SHORT PROBLEM → Tally the lines in the data below that contain the string "returned", where uppercase and lowercase letters count as different, and reply with only the number.

INFORMATION SHOWN →
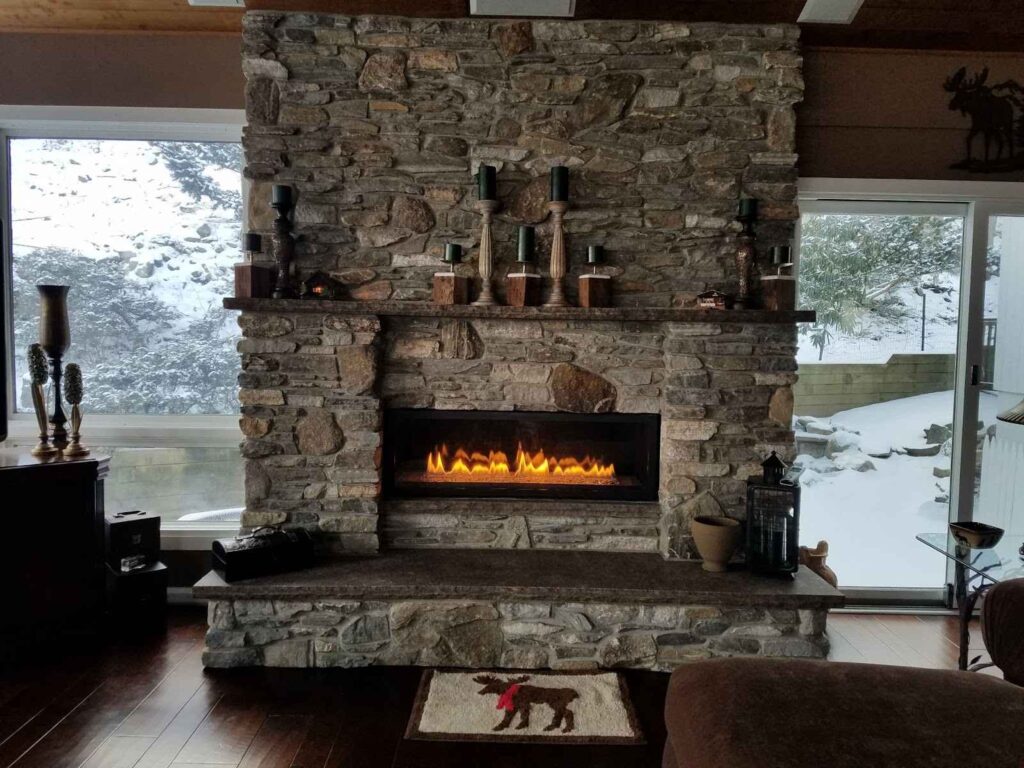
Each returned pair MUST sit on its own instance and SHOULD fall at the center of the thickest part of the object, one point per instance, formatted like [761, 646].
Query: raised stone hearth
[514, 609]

--

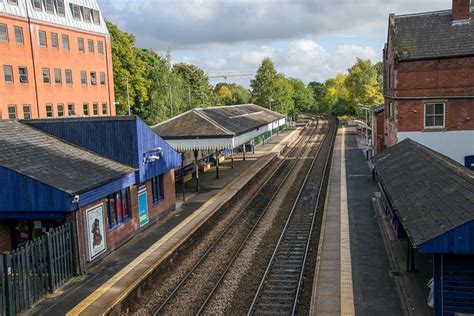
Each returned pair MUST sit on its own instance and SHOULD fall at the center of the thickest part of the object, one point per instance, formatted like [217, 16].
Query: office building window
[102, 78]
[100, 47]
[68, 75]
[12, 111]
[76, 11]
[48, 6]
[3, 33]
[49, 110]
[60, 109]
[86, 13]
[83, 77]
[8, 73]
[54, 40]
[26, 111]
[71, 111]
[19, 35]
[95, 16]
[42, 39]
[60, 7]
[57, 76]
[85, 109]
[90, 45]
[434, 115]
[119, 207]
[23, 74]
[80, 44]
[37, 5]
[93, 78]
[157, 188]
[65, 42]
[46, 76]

* * *

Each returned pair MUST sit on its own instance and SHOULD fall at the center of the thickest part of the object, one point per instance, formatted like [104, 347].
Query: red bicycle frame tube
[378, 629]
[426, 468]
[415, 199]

RESPONSE TO THE TASK → 3